• _SELECTED TEXT_:
If the transport transition is all about moving people and goods while lowering emissions, the energy transition is about finding sustainable ways to power our world.

Hydrogen has a huge role to play – in fact, reaching net zero is not possible without it. As well as being used in fuel cells for vehicles and as a method to store and move power, hydrogen can replace natural gas as a fuel source for big industrial turbines. That’s why more and more industries are looking at hydrogen technologies to help them decarbonise.

Hydrogen – the wonder element

And no wonder. When burned as a fuel, hydrogen’s only byproduct is water. It’s the most abundant element in the universe, but it only exists in compounds, so, to be useful, it must be separated from other elements – think of the H in H2O (water) or CH4 (methane). So how that hydrogen is made – and the impact the process has on the planet – matters too.

Today, most hydrogen is made using fossil fuels, which comes with associated carbon dioxide (CO2) emissions – this is known as grey hydrogen, and JM is a leading producer of the catalysts used to make grey hydrogen, with 40% of market share globally.

But it is also possible to make lower carbon ‘blue’ and ‘green’ hydrogen.

Leading in low carbon hydrogen

‘Blue’ hydrogen is made from natural gas with the associated CO2 emissions captured and stored away. Here too, we have leading technology to produce low carbon hydrogen that uses less natural gas, allows more than 95% of the CO2 to be captured, and costs less than the other options. The technology won us a prestigious IChemE Energy Award in 2020.

We are now commercialising that technology at scale and using it in the UK’s two flagship clean hydrogen projects – HyNet and Acorn.

Building towards the green revolution

‘Green’ hydrogen, meanwhile, is made using renewable energy, such as solar or wind, and water electrolysis. While this method is not as mature, it has the potential to help some of our biggest, hard-to-decarbonise industries reach their net zero targets.

• _STUDY QUESTIONS_:
1. In the hydrogen text, rewrite the paragraph beginning "‘Blue’ hydrogen is made from natural gas" as a short bulleted list that keeps its main facts.
2. List every use of hydrogen that the hydrogen text names.
3. Continue the hydrogen text from its last sentence.

• _SOURCE MATERIAL_:
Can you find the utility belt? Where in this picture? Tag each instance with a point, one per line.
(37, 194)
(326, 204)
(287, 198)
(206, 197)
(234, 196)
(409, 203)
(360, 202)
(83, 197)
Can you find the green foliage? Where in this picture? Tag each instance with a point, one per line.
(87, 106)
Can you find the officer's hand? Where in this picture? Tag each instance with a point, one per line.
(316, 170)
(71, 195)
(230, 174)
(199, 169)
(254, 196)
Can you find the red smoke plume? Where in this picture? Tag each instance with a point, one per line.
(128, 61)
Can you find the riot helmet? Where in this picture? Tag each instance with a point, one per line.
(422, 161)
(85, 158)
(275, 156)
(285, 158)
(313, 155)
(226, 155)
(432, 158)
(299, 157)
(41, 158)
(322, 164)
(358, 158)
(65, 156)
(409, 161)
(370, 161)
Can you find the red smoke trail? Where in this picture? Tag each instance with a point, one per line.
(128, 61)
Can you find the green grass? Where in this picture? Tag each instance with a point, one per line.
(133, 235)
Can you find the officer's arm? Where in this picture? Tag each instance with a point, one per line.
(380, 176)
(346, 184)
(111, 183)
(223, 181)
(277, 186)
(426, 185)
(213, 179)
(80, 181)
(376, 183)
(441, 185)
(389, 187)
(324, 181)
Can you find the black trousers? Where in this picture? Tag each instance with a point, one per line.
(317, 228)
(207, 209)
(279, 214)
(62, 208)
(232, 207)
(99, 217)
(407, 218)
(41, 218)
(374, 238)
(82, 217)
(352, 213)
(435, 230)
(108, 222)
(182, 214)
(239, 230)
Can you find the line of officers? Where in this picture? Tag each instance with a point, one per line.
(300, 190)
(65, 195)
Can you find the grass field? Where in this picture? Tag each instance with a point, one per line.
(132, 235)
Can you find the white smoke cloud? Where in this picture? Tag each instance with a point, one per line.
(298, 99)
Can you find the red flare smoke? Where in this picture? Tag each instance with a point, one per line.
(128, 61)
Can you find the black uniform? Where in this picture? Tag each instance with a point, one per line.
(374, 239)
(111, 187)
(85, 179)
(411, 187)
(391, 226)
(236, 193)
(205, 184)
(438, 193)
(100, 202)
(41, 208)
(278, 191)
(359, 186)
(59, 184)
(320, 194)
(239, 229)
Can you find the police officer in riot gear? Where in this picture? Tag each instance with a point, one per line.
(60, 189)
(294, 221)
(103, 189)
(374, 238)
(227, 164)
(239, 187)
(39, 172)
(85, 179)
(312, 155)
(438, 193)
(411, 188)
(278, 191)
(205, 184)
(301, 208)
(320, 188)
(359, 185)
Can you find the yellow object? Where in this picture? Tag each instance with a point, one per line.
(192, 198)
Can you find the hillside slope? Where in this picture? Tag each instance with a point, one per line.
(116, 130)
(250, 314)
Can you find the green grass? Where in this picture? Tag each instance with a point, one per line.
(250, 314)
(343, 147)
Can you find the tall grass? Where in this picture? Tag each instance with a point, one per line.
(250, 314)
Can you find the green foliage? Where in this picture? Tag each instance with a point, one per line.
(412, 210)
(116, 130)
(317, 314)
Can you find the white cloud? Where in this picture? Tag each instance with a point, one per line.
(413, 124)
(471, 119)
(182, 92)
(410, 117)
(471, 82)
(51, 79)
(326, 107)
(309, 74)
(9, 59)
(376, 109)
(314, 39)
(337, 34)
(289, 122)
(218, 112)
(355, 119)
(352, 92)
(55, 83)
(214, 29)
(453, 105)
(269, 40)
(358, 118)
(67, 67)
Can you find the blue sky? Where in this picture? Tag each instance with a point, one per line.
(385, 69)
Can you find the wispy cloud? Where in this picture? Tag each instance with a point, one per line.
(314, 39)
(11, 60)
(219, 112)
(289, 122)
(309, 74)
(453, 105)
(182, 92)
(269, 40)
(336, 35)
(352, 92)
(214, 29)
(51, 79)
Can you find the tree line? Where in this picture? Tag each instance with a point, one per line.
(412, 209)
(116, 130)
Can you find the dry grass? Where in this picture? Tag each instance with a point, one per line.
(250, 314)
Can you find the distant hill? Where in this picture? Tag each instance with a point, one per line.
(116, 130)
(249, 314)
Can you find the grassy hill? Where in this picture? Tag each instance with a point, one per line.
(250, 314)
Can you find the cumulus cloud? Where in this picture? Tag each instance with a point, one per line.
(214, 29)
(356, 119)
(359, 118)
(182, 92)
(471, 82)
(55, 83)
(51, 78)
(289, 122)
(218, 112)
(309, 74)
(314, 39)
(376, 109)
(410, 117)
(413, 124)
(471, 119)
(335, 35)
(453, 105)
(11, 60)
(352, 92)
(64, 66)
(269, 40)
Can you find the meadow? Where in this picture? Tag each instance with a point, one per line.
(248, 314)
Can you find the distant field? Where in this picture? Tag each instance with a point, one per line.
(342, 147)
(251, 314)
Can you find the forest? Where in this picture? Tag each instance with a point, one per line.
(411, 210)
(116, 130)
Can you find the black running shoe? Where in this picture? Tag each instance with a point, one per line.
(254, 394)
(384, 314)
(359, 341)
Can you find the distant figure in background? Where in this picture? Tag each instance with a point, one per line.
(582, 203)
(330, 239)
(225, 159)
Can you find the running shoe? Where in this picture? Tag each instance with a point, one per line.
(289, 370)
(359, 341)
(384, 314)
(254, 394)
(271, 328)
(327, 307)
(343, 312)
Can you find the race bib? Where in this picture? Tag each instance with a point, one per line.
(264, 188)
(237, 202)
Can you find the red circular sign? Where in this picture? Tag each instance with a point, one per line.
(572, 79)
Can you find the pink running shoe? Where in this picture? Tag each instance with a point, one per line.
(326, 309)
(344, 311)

• _ANSWERS BY TASK_:
1.
- Blue hydrogen is made from natural gas, and the resulting CO2 emissions are captured and stored.
- JM's technology for producing it uses less natural gas, captures more than 95% of the CO2, and costs less than other options.
- This technology won an IChemE Energy Award in 2020.

2.
- In fuel cells for vehicles
- As a way to store and move power
- As a replacement for natural gas as the fuel in large industrial turbines

3.
Electrolysis and fuel cells share a lot of similar technologies, so we’re using our metals and catalysis expertise to develop the next generation of electrolyser catalyst coated membranes and help commercialise the production of green hydrogen.


Case study

Enabling the transition to the hydrogen economy

Whether it’s blue or green, hydrogen will play a pivotal role in decarbonising our societies. By 2050 we’ll need eight times more hydrogen than we produce today.

JM’s experience in grey hydrogen production, methanol process technology and fuel cells mean we’re perfectly positioned to lead in both.

This year we made leaps in the commercialisation of our green hydrogen solutions.

We appointed Eugene McKenna as our first Managing Director of green hydrogen. He moved from his role leading business development, strategy and innovation within JM’s Efficient Natural Resources Sector, where he focused on a pipeline of innovative low carbon technologies including those for clean hydrogen.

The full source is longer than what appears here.